__Goal__
Please revise all the entries below so that "even-odd rule" becomes "nonzero winding rule", with every other line kept unchanged. Leave the pictures out of your answer.

★ ★ ★

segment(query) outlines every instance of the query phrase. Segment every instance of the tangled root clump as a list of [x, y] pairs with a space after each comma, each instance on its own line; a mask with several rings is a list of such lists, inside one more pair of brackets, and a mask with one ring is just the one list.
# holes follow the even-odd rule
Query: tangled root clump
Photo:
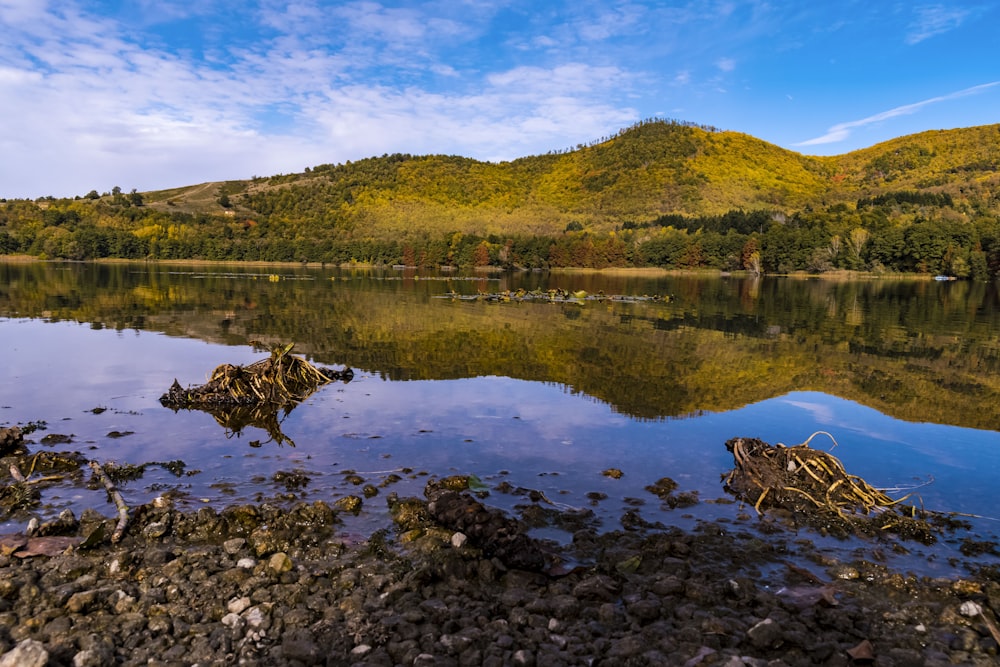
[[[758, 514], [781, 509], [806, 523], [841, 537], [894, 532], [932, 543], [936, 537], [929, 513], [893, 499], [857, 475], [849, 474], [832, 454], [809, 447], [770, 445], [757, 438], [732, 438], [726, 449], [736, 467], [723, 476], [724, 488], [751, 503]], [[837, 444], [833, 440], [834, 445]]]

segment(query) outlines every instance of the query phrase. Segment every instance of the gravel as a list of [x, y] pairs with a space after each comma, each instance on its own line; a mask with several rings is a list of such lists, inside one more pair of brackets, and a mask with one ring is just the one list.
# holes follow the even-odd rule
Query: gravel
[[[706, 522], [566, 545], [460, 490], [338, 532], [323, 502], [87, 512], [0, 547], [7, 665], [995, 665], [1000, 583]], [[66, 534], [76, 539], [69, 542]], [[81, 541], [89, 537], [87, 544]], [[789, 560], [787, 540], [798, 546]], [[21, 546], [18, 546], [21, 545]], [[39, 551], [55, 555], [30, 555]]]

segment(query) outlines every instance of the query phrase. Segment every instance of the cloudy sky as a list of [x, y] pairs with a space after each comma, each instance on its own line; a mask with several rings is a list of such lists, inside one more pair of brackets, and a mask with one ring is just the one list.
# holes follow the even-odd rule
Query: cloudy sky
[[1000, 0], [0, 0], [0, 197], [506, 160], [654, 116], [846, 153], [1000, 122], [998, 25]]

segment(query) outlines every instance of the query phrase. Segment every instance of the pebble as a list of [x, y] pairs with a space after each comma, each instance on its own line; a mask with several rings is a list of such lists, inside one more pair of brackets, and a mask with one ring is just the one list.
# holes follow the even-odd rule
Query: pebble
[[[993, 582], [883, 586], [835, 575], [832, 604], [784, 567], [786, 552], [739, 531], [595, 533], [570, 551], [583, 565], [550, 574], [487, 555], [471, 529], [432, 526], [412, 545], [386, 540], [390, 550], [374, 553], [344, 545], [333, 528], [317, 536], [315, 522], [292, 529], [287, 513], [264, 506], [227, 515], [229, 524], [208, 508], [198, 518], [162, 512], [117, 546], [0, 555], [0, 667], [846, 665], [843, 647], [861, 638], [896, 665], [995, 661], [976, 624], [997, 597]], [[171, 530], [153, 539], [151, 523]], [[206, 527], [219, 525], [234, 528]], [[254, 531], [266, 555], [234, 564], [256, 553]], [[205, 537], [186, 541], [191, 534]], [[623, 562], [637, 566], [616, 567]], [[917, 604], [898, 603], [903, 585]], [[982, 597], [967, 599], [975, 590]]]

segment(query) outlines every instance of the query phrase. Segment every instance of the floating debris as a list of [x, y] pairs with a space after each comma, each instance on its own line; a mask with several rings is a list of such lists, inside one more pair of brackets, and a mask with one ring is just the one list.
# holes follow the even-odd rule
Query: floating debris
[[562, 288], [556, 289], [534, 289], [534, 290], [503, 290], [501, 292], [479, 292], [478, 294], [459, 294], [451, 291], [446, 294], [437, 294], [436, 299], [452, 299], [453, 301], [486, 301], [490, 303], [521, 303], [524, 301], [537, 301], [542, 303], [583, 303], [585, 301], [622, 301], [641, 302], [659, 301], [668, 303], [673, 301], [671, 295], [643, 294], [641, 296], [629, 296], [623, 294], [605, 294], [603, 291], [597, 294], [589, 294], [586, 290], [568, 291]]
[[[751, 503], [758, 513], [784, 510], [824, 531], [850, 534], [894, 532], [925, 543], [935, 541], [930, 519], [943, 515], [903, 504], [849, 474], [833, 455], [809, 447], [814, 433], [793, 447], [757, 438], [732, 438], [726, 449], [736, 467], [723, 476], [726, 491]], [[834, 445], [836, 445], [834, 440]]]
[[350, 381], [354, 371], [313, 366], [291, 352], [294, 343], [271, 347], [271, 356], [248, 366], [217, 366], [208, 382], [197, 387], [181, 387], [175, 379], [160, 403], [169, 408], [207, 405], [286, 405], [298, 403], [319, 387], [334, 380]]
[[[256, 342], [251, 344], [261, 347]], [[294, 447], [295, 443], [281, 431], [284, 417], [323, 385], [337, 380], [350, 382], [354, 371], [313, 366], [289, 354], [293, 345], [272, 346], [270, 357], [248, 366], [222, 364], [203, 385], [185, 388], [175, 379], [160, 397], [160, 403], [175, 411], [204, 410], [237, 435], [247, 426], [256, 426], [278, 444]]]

★ ★ ★

__Full response__
segment(query) outlines every instance of the query phrase. Segment every instance of the tangled root clump as a list of [x, y] pairs with a space after each comma, each instance on its own line; a mask with several rings is a list of such lists, inside one more pair of brackets, and a mask with one ring is just the one list.
# holes follow the nonzero winding rule
Query: tangled root clump
Photo:
[[[758, 514], [781, 509], [806, 523], [841, 537], [894, 532], [932, 543], [936, 537], [929, 513], [893, 499], [857, 475], [849, 474], [832, 454], [809, 447], [770, 445], [757, 438], [732, 438], [726, 449], [736, 467], [723, 476], [724, 488], [751, 503]], [[837, 444], [833, 440], [834, 445]]]

segment(query) outlines every instance of the query phrase. Segment every instance of the gravel as a list of [x, y] pairs with a space after each comma, each instance on its own line; a mask with several rings is a list of such lists, inside one more pair of brackets, and a mask with one ring is just the one list.
# holes follow the nonzero winding rule
Query: gravel
[[[706, 522], [566, 545], [460, 490], [338, 532], [323, 502], [87, 512], [0, 547], [7, 665], [995, 665], [1000, 583]], [[66, 534], [76, 539], [69, 542]], [[81, 541], [89, 537], [87, 544]], [[789, 560], [787, 540], [798, 546]], [[21, 546], [18, 546], [21, 545]], [[39, 551], [55, 555], [30, 555]]]

segment(query) outlines every instance of the query phrase. Segment every instance of the cloudy sky as a list of [x, y] pairs with a space after each comma, each instance on its own line; a mask with several rings is a list of such lists, inside one more pair of brackets, and a mask with one ring is just the one list.
# holes follow the nonzero winding rule
Query: cloudy sky
[[1000, 0], [0, 0], [0, 197], [506, 160], [654, 116], [846, 153], [1000, 122], [998, 25]]

segment(query) outlines every instance of the query phrase. Segment every instance of the pebble as a list of [x, y] pairs with a space after each comma, each instance on its own line; a mask with several rings is a list of such lists, inside one more pair of brackets, and a mask with one ring is just the one list.
# holes follow the nonzero winding rule
Query: pebble
[[[993, 582], [883, 586], [835, 575], [832, 604], [784, 567], [786, 552], [739, 531], [595, 533], [570, 551], [583, 565], [550, 574], [487, 555], [471, 529], [432, 526], [412, 545], [386, 540], [390, 550], [374, 553], [344, 545], [333, 528], [317, 536], [315, 522], [292, 529], [287, 513], [264, 506], [227, 515], [229, 524], [208, 508], [198, 518], [162, 512], [117, 546], [0, 555], [0, 667], [846, 665], [843, 647], [861, 638], [896, 665], [995, 661], [976, 624], [997, 597]], [[171, 530], [153, 539], [151, 523]], [[206, 527], [219, 525], [234, 528]], [[254, 531], [266, 555], [234, 564], [256, 553]], [[205, 537], [186, 541], [191, 534]], [[623, 562], [637, 566], [616, 567]], [[917, 604], [898, 603], [903, 585]], [[982, 597], [967, 599], [975, 590]]]

segment(query) outlines every instance of the query phrase. Segment every instance of the floating debris as a list of [x, y] pairs with a space after each comma, each instance on its own line; a mask with several rings is a list of such lists, inside one more pair of brackets, and a mask with one ring is just the one list.
# holes follow the nonzero winding rule
Query: floating debris
[[562, 288], [556, 289], [534, 289], [534, 290], [503, 290], [501, 292], [479, 292], [478, 294], [459, 294], [451, 291], [446, 294], [437, 294], [436, 299], [452, 299], [453, 301], [486, 301], [490, 303], [521, 303], [524, 301], [537, 301], [542, 303], [583, 303], [585, 301], [622, 301], [641, 302], [659, 301], [668, 303], [673, 301], [671, 295], [643, 294], [641, 296], [629, 296], [623, 294], [605, 294], [603, 291], [597, 294], [589, 294], [586, 290], [568, 291]]
[[[751, 503], [758, 513], [784, 510], [824, 531], [850, 534], [894, 532], [925, 543], [935, 541], [930, 519], [943, 515], [903, 504], [849, 474], [833, 455], [809, 447], [814, 433], [793, 447], [757, 438], [732, 438], [726, 449], [736, 467], [723, 476], [726, 491]], [[834, 445], [836, 445], [834, 440]]]
[[350, 381], [354, 371], [313, 366], [291, 352], [294, 343], [271, 347], [271, 356], [248, 366], [217, 366], [208, 382], [197, 387], [181, 387], [175, 379], [160, 403], [169, 408], [207, 405], [286, 405], [298, 403], [319, 387], [334, 380]]
[[[256, 342], [251, 344], [261, 347]], [[294, 447], [295, 443], [281, 431], [284, 417], [323, 385], [337, 380], [350, 382], [354, 371], [313, 366], [289, 354], [293, 345], [272, 346], [270, 357], [248, 366], [222, 364], [203, 385], [185, 388], [175, 379], [160, 397], [160, 403], [175, 411], [204, 410], [237, 435], [247, 426], [256, 426], [278, 444]]]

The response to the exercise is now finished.